_The task_
The goal is an unaltered copy of the records below, minus any images.

[Information]

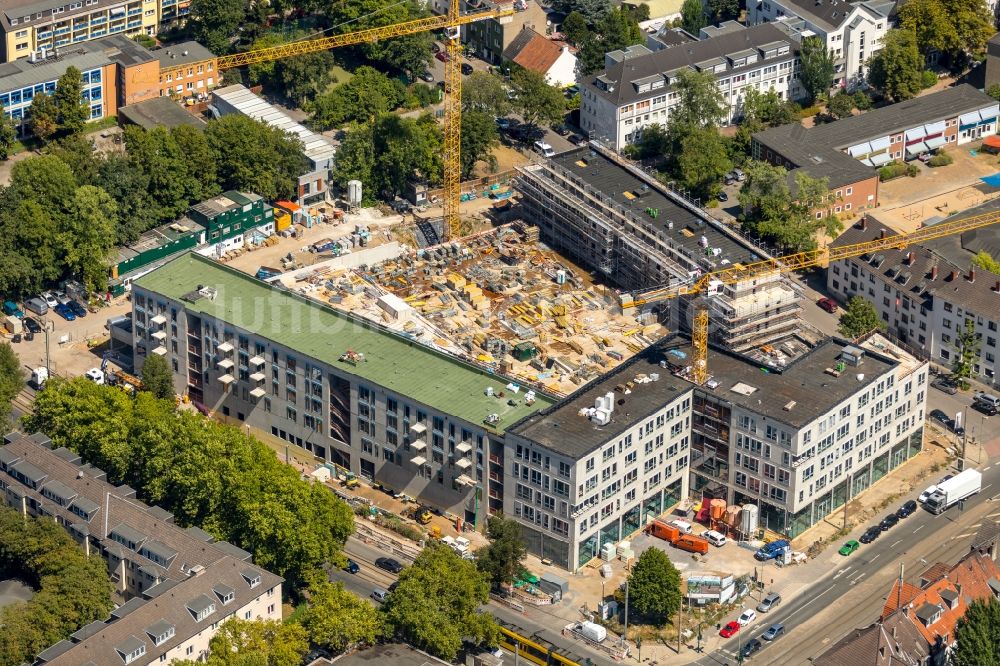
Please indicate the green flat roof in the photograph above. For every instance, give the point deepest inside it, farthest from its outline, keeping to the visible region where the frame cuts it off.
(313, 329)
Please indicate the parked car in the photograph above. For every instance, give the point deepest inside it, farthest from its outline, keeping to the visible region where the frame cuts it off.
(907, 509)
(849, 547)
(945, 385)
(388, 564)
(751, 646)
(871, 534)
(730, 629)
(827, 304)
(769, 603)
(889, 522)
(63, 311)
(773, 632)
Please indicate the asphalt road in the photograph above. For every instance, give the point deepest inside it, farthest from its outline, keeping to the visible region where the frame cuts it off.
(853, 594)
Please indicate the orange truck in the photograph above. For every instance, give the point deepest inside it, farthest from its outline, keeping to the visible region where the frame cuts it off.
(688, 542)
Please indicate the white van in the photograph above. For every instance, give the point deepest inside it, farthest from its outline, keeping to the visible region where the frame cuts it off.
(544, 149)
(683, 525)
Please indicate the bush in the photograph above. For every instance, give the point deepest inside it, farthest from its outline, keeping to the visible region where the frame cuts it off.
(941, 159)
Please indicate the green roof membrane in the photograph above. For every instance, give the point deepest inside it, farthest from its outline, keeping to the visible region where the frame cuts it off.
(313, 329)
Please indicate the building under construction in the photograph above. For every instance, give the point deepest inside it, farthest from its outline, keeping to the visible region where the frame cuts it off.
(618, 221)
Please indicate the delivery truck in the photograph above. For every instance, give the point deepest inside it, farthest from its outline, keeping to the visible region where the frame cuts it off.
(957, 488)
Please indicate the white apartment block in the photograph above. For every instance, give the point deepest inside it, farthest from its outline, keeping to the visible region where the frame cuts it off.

[/Information]

_Answer box_
Please indicate the green flat roof in the photograph above. For every instance, give the point deepest inside it, farthest from its outline, keeping to the visible region where the frame cuts it off.
(313, 329)
Please indicate the parked car in the photograph above. For every instance, give the point deepest inside it, farthest from its outline, keeping to the visible region where the frame cuts it off.
(907, 509)
(849, 547)
(945, 385)
(388, 564)
(751, 646)
(871, 534)
(730, 629)
(827, 304)
(769, 603)
(889, 522)
(63, 311)
(773, 632)
Please indicate the asphalt road in the photograph above. For every instance, give the point deepest inside it, farthest from its outline, keeping to the visible region where the frame cuts it off.
(853, 594)
Please indicate the orange truck in the photograph above. For every instance, give the point deepest inside it, farthest from its outline, keeping to the visible region where the frame cuts it off.
(688, 542)
Please indicate the white van in the photograph above. For every instance, give the point deepest inside it, farthest from its outline, keeping to the visible region where the frame cuts it off.
(544, 149)
(683, 525)
Please indicate the bush in the photograph above. For every instance, give the point deepest inside it, farthest from its outline, keeping to the visible region where the frame cuts it off.
(941, 159)
Please indicate the green roof membrane in the photograph above. For every instance, give the point deepest inside it, farthest from its outline, keeping to the visible region where the frame cuts it off.
(313, 329)
Please indicate the building under construction in the photograph above. For every instance, give the point deepest inside it, farthest from its outline, keeping to the visible region where the frame cuts it off.
(618, 221)
Please indicate the delivery truck in the photograph above. For every instance, give the point deepest inside it, farthest from its outline, keeping to the visible region where the frame cuts it off.
(957, 488)
Please indicate the white apartment block in the photograph above. For every instance, give the point deepest inside it, farthest from its outline, keeping to the visible region where the frame cuts it off.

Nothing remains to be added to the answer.